__REQUIRED WORK__
Give the entries again exactly, every one of them.

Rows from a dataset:
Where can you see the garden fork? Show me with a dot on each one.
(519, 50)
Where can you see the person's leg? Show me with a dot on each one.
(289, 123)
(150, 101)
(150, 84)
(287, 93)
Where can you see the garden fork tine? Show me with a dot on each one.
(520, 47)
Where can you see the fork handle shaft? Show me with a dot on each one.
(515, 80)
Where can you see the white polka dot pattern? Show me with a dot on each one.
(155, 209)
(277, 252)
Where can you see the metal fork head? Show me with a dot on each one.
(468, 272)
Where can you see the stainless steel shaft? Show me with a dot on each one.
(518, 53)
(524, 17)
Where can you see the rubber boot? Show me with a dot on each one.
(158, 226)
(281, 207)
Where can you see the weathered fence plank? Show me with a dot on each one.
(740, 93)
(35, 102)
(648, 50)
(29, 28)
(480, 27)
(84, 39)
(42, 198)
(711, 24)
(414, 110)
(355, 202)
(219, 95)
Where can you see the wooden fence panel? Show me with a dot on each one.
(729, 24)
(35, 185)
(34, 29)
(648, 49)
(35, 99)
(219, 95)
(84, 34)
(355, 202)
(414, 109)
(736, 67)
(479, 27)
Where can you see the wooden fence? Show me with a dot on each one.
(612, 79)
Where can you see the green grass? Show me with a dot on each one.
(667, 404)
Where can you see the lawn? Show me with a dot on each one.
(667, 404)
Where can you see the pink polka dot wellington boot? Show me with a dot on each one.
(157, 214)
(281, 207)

__SOLUTION__
Where can you see the garden fork? Show me with a dot on each one.
(519, 50)
Where can you see the person's leg? Show me with a dot on each one.
(289, 123)
(150, 101)
(150, 84)
(287, 93)
Where can you see the garden fork tine? Show me with a dot on each one.
(520, 47)
Where can you see the fork handle shaft? Show me with a dot on each one.
(515, 80)
Where can you see the white polka dot pattern? Show me with a dot on each one.
(155, 209)
(277, 252)
Where can you see the metal fork head? Show me with a dot on each one.
(468, 272)
Where can you see the stainless steel shaft? Show me with a dot on each one.
(518, 53)
(524, 17)
Where can you see the rubber boot? Show me with a dot on each one.
(158, 226)
(281, 207)
Where can you see the weathered fence plank? Show me with a dot on each one.
(740, 93)
(35, 102)
(648, 50)
(29, 28)
(480, 27)
(84, 39)
(42, 198)
(711, 24)
(414, 110)
(355, 202)
(219, 95)
Where can you see the wooden fence panel? Show me with a dot on each one.
(729, 24)
(35, 185)
(34, 29)
(648, 49)
(35, 99)
(219, 95)
(84, 34)
(355, 202)
(414, 109)
(736, 67)
(479, 27)
Where can you see the wooden fence? Show me with a dot on each one.
(612, 79)
Where can you see the green grass? Show me with a dot on each one.
(667, 404)
Where can you see the lawn? Show me with a dot on each one.
(667, 404)
Where can you see the pink polka dot wellington boot? Show me with a dot on each one.
(157, 214)
(281, 207)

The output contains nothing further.